[[ MATERIAL SHOWN, beginning ]]
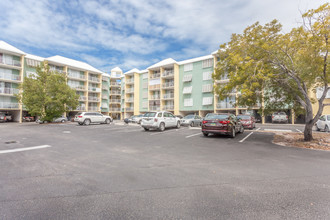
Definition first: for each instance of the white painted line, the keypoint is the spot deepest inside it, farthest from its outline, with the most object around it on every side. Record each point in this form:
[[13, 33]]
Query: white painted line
[[23, 149], [164, 132], [193, 135], [246, 137], [278, 130]]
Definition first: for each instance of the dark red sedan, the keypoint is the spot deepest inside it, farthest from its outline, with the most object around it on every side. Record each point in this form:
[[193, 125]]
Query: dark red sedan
[[221, 123], [248, 121]]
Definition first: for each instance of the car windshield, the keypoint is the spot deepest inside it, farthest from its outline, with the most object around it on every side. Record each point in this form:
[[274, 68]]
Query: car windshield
[[150, 114], [243, 117], [189, 116], [213, 116]]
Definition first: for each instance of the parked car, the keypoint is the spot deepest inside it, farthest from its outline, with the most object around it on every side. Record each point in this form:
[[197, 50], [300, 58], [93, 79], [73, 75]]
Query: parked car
[[323, 123], [280, 117], [87, 118], [159, 120], [60, 119], [221, 123], [248, 121], [191, 120]]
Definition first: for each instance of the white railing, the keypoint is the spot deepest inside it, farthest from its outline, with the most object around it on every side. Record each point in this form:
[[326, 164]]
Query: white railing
[[9, 105], [10, 91], [168, 73], [154, 108], [10, 76], [11, 63], [168, 96]]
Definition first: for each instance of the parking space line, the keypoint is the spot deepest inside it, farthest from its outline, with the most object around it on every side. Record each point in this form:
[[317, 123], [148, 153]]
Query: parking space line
[[23, 149], [246, 137], [277, 130], [193, 135]]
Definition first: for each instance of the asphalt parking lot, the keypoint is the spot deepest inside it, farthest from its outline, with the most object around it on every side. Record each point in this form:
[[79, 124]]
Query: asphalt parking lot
[[120, 171]]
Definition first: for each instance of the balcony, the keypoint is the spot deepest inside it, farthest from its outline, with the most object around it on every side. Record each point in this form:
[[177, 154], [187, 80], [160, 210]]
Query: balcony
[[168, 74], [129, 109], [168, 96], [155, 76], [9, 91], [93, 99], [8, 105], [154, 108], [10, 77], [130, 90], [94, 89], [76, 76], [11, 62], [168, 85], [93, 108], [94, 79], [168, 107], [82, 98], [154, 87], [114, 100]]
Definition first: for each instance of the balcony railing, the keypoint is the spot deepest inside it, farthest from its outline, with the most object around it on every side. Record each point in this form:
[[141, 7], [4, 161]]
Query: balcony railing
[[154, 87], [168, 96], [9, 91], [8, 105], [168, 85], [114, 100], [82, 98], [11, 63], [168, 73], [154, 108], [168, 107], [93, 98], [10, 76], [93, 79], [155, 76], [76, 76], [93, 108]]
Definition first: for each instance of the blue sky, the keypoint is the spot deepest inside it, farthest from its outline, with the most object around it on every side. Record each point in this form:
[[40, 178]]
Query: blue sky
[[136, 33]]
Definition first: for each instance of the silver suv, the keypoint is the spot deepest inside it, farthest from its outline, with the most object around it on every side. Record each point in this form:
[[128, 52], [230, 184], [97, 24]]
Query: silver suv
[[159, 120], [86, 118]]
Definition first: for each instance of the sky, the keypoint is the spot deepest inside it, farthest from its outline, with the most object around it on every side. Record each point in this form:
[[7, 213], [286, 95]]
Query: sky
[[136, 33]]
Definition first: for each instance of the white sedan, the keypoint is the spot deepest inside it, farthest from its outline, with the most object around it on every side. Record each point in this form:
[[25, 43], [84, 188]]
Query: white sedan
[[323, 123]]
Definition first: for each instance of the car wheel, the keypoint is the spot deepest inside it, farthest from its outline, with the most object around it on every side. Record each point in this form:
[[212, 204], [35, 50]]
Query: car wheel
[[233, 132], [87, 122], [162, 126]]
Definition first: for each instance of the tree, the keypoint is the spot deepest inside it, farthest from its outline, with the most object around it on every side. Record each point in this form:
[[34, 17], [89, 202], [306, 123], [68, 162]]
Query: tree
[[46, 94], [279, 70]]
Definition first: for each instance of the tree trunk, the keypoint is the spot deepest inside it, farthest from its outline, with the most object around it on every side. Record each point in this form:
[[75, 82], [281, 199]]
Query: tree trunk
[[308, 132]]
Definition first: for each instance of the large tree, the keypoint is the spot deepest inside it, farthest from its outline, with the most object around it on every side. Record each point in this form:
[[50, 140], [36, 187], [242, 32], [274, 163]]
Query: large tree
[[279, 70], [47, 94]]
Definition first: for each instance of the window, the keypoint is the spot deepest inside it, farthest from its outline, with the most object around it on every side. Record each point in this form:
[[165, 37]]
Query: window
[[207, 75], [187, 90], [207, 100], [207, 88], [188, 102], [207, 63], [187, 78], [188, 67]]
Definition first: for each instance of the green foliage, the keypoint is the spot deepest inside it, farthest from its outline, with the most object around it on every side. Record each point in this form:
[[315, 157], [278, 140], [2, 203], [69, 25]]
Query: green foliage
[[46, 94]]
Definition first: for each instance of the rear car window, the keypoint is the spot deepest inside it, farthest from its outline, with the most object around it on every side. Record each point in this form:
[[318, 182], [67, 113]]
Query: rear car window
[[213, 116]]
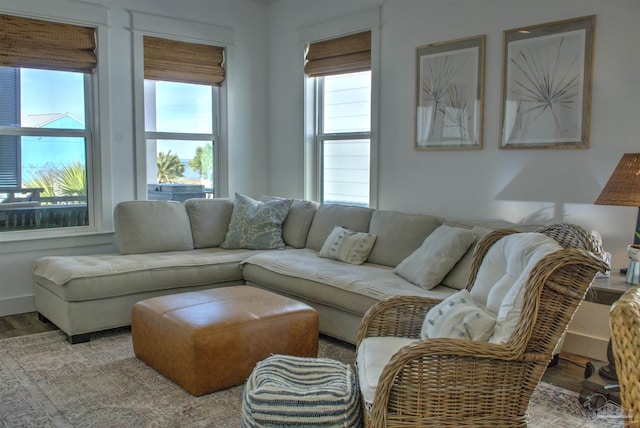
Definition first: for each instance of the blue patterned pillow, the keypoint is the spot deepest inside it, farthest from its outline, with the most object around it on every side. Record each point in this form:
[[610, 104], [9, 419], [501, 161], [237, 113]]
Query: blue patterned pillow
[[256, 225]]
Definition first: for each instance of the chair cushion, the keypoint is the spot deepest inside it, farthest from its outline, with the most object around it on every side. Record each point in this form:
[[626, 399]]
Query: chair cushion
[[458, 317], [373, 354], [499, 284]]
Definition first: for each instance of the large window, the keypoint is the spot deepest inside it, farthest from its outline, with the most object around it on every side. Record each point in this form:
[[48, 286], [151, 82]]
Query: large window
[[179, 128], [340, 71], [46, 130], [344, 137], [180, 116]]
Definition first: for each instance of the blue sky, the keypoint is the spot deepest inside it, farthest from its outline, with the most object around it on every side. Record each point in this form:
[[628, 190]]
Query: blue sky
[[180, 108]]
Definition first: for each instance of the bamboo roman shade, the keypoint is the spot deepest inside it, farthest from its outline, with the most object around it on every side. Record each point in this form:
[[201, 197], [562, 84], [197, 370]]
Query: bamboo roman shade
[[347, 54], [33, 43], [175, 61]]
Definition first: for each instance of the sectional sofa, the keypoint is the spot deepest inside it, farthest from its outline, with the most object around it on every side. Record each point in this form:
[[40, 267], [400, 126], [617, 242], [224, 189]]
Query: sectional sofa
[[338, 259]]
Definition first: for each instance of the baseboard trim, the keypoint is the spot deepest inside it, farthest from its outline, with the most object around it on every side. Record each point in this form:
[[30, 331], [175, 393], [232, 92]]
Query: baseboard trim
[[586, 346], [17, 305]]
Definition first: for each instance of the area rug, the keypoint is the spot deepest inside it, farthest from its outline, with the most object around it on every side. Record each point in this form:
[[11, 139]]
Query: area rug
[[44, 381]]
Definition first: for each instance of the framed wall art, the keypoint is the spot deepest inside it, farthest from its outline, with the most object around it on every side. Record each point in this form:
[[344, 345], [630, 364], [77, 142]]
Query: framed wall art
[[450, 94], [546, 85]]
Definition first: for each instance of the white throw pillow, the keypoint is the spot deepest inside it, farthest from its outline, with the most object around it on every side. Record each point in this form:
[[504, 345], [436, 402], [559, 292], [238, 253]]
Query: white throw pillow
[[438, 254], [458, 317], [499, 284], [458, 277], [347, 246]]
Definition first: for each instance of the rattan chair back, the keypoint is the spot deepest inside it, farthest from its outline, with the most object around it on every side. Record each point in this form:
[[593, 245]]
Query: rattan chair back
[[625, 336]]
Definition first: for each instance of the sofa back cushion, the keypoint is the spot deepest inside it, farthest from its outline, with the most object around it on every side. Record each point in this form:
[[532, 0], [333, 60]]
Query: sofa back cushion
[[329, 216], [398, 235], [152, 226], [209, 220], [296, 226]]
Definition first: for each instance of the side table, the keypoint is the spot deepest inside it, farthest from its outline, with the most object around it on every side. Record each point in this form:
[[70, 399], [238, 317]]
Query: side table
[[598, 385]]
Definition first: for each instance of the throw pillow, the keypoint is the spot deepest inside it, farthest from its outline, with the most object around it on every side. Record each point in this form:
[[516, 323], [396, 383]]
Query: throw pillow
[[458, 317], [458, 277], [347, 246], [440, 251], [256, 225]]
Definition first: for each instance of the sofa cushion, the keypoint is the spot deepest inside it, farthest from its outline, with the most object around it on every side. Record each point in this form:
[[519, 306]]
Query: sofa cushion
[[209, 220], [295, 227], [458, 277], [106, 276], [256, 225], [430, 263], [330, 215], [458, 317], [347, 246], [152, 226], [398, 235], [505, 268], [352, 288]]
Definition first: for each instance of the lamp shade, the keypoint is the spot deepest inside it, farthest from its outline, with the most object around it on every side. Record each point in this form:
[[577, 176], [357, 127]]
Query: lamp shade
[[623, 187]]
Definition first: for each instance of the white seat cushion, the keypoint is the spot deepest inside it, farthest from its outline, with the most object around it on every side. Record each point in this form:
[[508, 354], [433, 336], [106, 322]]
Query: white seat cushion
[[503, 272], [373, 354]]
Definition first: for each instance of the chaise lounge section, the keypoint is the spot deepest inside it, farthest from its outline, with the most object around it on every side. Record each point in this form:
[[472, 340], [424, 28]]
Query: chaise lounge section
[[171, 247]]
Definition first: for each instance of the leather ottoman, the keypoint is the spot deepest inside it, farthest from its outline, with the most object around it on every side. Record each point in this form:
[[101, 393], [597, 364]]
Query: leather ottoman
[[210, 340]]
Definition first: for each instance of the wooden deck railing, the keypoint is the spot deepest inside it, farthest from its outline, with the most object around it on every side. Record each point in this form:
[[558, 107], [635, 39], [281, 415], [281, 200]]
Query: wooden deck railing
[[43, 217]]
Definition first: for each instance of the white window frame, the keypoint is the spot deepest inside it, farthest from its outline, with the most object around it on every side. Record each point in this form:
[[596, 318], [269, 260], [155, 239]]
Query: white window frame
[[187, 31], [321, 137], [368, 20], [97, 111]]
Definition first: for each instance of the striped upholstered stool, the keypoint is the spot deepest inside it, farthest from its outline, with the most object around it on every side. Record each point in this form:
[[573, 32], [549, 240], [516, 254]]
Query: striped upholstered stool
[[287, 391]]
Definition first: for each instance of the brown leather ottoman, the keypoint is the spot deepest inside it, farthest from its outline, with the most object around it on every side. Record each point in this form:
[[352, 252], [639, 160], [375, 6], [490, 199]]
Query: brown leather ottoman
[[210, 340]]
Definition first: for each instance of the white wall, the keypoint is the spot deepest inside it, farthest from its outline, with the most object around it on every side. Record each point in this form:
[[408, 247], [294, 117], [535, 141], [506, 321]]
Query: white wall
[[247, 123], [517, 185]]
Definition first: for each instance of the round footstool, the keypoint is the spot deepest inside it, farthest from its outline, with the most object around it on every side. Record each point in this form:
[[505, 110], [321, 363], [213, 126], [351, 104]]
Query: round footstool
[[287, 391]]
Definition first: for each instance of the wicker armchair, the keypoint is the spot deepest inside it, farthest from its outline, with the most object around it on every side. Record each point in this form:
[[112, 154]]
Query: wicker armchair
[[453, 382], [625, 335]]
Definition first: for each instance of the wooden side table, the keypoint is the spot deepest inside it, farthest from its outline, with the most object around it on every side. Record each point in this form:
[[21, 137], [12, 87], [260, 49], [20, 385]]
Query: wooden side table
[[598, 388]]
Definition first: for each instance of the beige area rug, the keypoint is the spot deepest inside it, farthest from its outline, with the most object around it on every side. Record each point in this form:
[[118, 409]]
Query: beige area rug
[[46, 382]]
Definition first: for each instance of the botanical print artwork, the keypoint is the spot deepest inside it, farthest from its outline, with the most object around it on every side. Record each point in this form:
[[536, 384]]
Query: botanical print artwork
[[546, 85], [449, 95], [544, 90]]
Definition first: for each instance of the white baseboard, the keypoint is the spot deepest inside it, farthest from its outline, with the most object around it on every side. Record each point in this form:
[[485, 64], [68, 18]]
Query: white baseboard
[[16, 305], [586, 346]]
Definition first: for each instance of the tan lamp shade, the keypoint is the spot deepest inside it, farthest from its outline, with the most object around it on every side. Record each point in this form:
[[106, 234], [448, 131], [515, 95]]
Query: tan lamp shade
[[623, 187]]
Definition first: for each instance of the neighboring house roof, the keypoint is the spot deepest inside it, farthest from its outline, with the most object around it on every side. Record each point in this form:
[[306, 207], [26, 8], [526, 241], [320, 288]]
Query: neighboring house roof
[[42, 120]]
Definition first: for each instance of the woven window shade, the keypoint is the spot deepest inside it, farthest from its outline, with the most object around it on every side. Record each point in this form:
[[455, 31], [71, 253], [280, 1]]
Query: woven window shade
[[175, 61], [347, 54], [33, 43]]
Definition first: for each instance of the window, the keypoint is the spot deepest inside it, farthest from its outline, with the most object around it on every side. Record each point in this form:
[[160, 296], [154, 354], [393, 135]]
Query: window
[[180, 99], [344, 137], [341, 72], [45, 124]]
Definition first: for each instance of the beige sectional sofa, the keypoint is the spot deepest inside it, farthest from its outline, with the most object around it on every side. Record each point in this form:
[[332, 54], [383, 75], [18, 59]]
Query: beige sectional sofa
[[171, 247]]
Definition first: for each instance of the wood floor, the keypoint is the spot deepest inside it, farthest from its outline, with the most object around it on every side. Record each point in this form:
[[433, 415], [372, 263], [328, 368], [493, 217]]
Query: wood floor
[[568, 373]]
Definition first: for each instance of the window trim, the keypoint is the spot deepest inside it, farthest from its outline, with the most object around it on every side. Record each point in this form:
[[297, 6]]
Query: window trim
[[351, 24], [187, 31], [98, 151]]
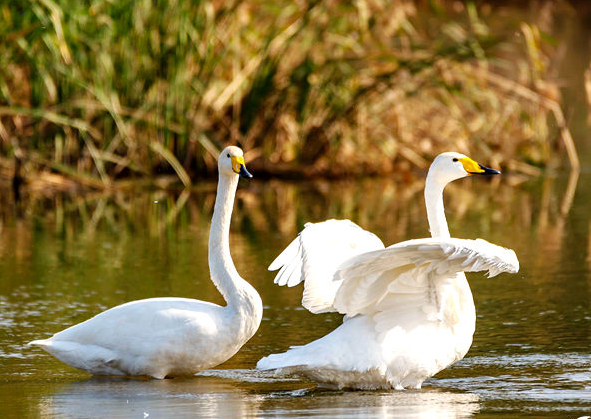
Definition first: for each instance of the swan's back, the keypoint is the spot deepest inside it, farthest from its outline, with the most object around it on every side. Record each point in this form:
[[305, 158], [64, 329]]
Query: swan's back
[[155, 337]]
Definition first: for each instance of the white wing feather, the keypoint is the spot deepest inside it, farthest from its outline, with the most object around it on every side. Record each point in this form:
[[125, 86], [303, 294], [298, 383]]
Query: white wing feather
[[314, 256], [381, 279]]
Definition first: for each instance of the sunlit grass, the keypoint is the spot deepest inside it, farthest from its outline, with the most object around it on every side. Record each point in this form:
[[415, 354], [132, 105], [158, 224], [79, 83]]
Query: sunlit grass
[[131, 88]]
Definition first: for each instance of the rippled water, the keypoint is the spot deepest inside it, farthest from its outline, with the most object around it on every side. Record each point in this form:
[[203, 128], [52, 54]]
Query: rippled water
[[65, 259]]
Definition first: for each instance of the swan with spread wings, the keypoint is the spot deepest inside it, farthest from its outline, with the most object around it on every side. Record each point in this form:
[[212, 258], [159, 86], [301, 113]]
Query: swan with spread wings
[[409, 311]]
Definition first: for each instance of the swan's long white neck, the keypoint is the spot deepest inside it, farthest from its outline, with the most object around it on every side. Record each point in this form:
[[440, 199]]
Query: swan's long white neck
[[434, 203], [233, 288]]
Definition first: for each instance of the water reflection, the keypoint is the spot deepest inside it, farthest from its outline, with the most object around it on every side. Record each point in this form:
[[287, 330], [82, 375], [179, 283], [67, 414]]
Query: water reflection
[[213, 396], [71, 257], [123, 398]]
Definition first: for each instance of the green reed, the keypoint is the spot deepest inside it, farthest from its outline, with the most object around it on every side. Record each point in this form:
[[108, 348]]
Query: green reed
[[103, 90]]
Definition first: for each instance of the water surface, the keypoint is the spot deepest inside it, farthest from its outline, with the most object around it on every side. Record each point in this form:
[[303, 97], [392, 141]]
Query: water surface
[[64, 259]]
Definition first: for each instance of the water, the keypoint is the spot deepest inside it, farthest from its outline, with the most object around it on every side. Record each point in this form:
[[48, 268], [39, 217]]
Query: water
[[66, 258]]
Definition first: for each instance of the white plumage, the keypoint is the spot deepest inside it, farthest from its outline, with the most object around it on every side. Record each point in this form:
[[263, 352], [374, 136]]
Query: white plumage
[[409, 311], [162, 337]]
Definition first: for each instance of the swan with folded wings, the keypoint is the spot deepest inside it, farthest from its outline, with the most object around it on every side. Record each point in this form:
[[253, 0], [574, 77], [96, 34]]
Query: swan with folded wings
[[168, 337], [408, 308]]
[[ MATERIAL SHOWN, end ]]
TASK TO CARRY OUT: Only the lines above from the one with "Definition first: for each instance of the asphalt" up to and including the one with "Definition first: for each instance of the balcony, the" should be repeated, exactly as written.

RESULT OF THE TASK:
Definition first: for each instance of the asphalt parking lot, the keypoint is the spot deepest inside it, farthest from its outline, with the most object around it on every side. Record each point in this form:
[[79, 124]]
Query: asphalt parking lot
[[120, 171]]
Definition first: for each instance of the balcony, the keypoint is the spot deepest inside it, farthest from its outline, with the most object around it on every side. Record each point in this form:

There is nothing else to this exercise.